TEXT SEGMENT:
■ ■ ■ ■ ■ ■ ■

Motion-Dependent Object Perception Reveals Limits of Current Video Neural Networks
Motion-Dependent Object Perception Reveals Limits of Current Video Neural Networks
Dunnhofer, M.; Uwisengeyimana, J. D. D.; Kar, K.
AbstractHow does motion contribute to robust object perception when appearance cues are unreliable? In natural scenes, camouflage, clutter, and occlusion can obscure object boundaries in static images, yet humans often resolve these ambiguities once objects move. Here we ask whether modern artificial vision systems capture this motion-dependent computation and whether their internal representations align with those used by biological vision. Using videos from the MOCA (Moving Camouflaged Animals) dataset, we introduce behavioral benchmarks that quantify the accuracy of object position and size estimation in scenes containing either static or moving objects. We first compare human observers with a diverse set of artificial neural networks. For static stimuli, image-based and video-based models achieve similar accuracy in predicting object position and size. However, humans show systematic improvements when objects are presented in motion. Image-based models do not exhibit this motion-dependent improvement, whereas several video-based architectures reproduce this behavioral pattern by integrating information across time. To examine the representational basis of these differences, we record neural population responses from the macaque inferior temporal (IT) cortex during presentation of the same stimuli. Models that more closely match IT representations also better reproduce human motion-dependent behavior. These results show that static accuracy alone is insufficient to evaluate models of visual perception and that alignment with primate visual representations provides a useful guide for developing models that capture dynamic computations in vision.

■ ■ ■ ■ ■ ■ ■

LISTED RECORDS:
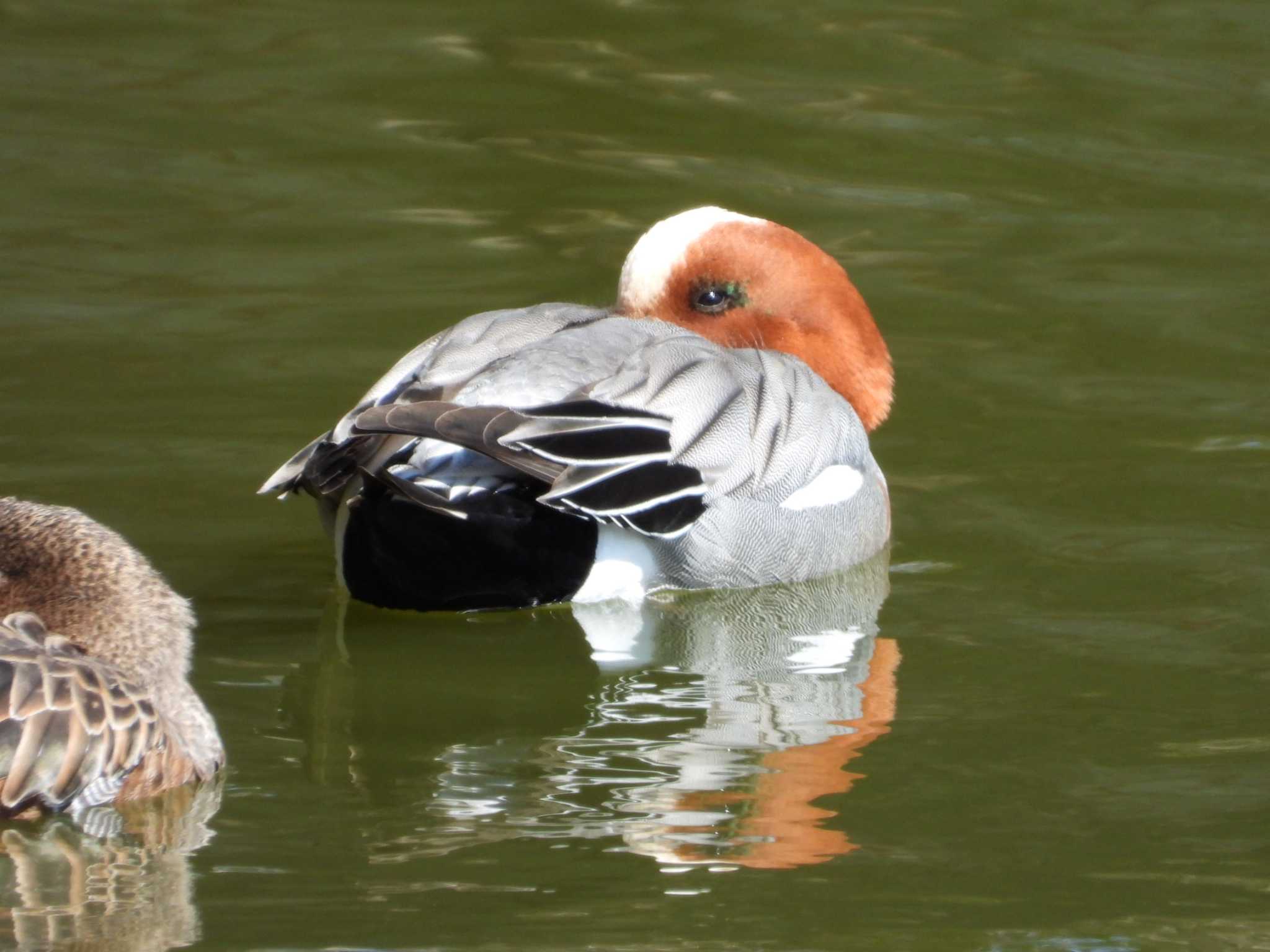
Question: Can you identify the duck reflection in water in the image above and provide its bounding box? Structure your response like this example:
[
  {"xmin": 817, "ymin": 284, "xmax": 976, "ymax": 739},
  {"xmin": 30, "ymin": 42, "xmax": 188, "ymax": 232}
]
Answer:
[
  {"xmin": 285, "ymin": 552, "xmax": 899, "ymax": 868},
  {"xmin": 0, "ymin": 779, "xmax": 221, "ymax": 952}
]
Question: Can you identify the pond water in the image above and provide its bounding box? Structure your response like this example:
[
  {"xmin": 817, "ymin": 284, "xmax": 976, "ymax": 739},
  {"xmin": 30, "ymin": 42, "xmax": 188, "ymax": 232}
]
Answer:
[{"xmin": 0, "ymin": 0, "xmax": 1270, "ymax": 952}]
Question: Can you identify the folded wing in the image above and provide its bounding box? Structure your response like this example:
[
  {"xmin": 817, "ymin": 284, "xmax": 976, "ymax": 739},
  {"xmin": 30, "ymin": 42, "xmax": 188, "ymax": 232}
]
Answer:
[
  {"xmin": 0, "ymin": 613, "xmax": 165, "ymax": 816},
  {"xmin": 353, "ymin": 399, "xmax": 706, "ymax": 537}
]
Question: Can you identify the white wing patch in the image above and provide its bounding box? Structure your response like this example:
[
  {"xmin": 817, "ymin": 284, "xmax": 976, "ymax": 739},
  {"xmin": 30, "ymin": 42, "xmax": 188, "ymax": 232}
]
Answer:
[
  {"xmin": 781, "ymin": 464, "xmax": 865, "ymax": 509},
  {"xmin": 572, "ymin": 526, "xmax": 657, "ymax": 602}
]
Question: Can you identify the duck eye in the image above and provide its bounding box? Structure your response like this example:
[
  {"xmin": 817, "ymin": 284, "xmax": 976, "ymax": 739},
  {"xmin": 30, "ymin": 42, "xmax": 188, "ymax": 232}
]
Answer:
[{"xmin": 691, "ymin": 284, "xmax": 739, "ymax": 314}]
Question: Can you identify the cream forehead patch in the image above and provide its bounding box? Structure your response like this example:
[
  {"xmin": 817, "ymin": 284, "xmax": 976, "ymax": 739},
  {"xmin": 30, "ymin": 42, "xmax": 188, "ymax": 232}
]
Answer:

■ ■ ■ ■ ■ ■ ■

EXERCISE AIM:
According to the abstract on motion-dependent object perception, which brain area in macaques had its neural population responses recorded?

RESPONSE AREA:
The inferior temporal (IT) cortex.